* Begin Text excerpt *
# Snowboarding in SoCal: Mt High, Mt Baldy, Big Bear?



## pchieng

I usually go to Big Bear/Snow Summit to ride, but I'm planning on going with a few newbies who have either rode once or never before. Are any of the mentioned resorts good for new people? 

I have a feeling that because they would be falling a lot, it should be at a nicer place like Tahoe (which we're talking about too). It sort of feels like a waste to drive all the way to Tahoe to ride for only a couple of hours, maybe not even picking it up. Mt Baldy & Mt High are pretty short drives, but if they eat it, it might hurt too much? Any tips or advice would be nice. Thanks!


----------



## clankfu

Baldy is only good when it dumps and even then it's definitely not for beginners. Mt High gets way too packed on the weekends and the runs are really short. Out of those three, I'd go with Bear/Summit but if you can swing it, I'd drive a couple more hours to Mammoth.


----------



## goleee33

Another vote to head to mammoth. Its wear I learned to board, as well as my sister. I really like it for beginners because they have some really long runs so you can keep adjusting as you go down the mountain. its about 4-5 hours depending on wear your located in Socal


----------



## treymchattie

i learned at bear, but after heading over to summit last season, it may have been better with longer runs and less park stuff


----------



## SnowBrdScotty

go to mt high. you don't have to pay for lift tickets,just walk on the side and practice there. my buddy is teaching his daughter to board and that's what we do.


----------



## Triple8Sol

Just take them to whichever one is closer, which is prob Mt. High.


----------



## clankfu

Mammoth just got over 3 feet with more coming tomorrow.


----------



## ScBlack

Bear/summit is good for everyone. Baldy is the best if you're don't mind the old lifts and have the skills for the steep


----------



## andy1011

Try Snow Valley, it's less crowded then Bear Mountain / Snow Summit. And has some pretty cool terrain. They don't have any high speed quads is the only downside.


----------



## carsbybigd

I agree...Baldy is way too hard for newbies,best bet would be Mtn High[East if it's open],Snow Valley[shorter drive] or Snow Summit[Bear is almost all park stuff]Mt Waterman is too hard to get to and has lots of steeps like Baldy [plus only 3 lifts...4 at Baldy]


----------



## ScBlack

Too bad right now everything is pretty much back to late Spring condition..corn and slush...this warmer weather is not kind to all the new snow we just got. Still early in the season though.


----------



## crsv619

bear/summit has my vote. but if you can swing a trip to mammoth, then do it. they're getting dumped on right now too!


----------
* End Text excerpt *
The task: Which places to ride does the snowboarding thread name? The material that comes next is separate from the snowboarding thread.
* Begin Recorded data *
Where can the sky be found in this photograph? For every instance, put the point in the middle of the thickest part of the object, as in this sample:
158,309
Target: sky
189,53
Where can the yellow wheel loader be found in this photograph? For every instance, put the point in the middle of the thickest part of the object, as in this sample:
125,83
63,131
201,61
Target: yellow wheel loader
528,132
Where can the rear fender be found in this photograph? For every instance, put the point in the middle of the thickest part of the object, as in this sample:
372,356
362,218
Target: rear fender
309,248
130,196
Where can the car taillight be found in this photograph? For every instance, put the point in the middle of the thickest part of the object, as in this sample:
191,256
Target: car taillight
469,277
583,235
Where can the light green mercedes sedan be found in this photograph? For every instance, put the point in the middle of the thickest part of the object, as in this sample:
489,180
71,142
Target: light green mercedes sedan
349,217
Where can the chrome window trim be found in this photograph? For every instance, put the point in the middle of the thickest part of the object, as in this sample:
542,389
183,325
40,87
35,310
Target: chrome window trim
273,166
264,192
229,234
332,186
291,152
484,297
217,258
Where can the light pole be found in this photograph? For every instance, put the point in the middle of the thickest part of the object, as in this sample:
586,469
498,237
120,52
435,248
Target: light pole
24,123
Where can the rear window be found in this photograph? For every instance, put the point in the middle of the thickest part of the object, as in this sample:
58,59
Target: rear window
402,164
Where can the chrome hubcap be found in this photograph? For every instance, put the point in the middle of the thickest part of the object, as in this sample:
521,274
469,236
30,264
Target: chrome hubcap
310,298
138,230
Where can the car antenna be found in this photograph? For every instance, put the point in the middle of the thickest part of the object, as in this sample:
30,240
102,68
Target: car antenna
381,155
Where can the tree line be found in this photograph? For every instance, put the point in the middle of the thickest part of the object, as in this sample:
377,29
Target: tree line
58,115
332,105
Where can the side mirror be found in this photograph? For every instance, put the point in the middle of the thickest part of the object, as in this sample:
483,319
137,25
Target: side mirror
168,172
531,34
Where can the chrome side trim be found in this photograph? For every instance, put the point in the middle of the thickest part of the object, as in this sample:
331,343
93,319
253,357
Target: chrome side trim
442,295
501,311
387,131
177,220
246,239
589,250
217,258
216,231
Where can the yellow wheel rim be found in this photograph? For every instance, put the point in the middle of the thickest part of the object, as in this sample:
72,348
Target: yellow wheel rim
* End Recorded data *
Finished answer:
- Big Bear (also called Bear Mountain)
- Snow Summit
- Mt Baldy
- Mt High
- Tahoe
- Mammoth
- Snow Valley
- Mt Waterman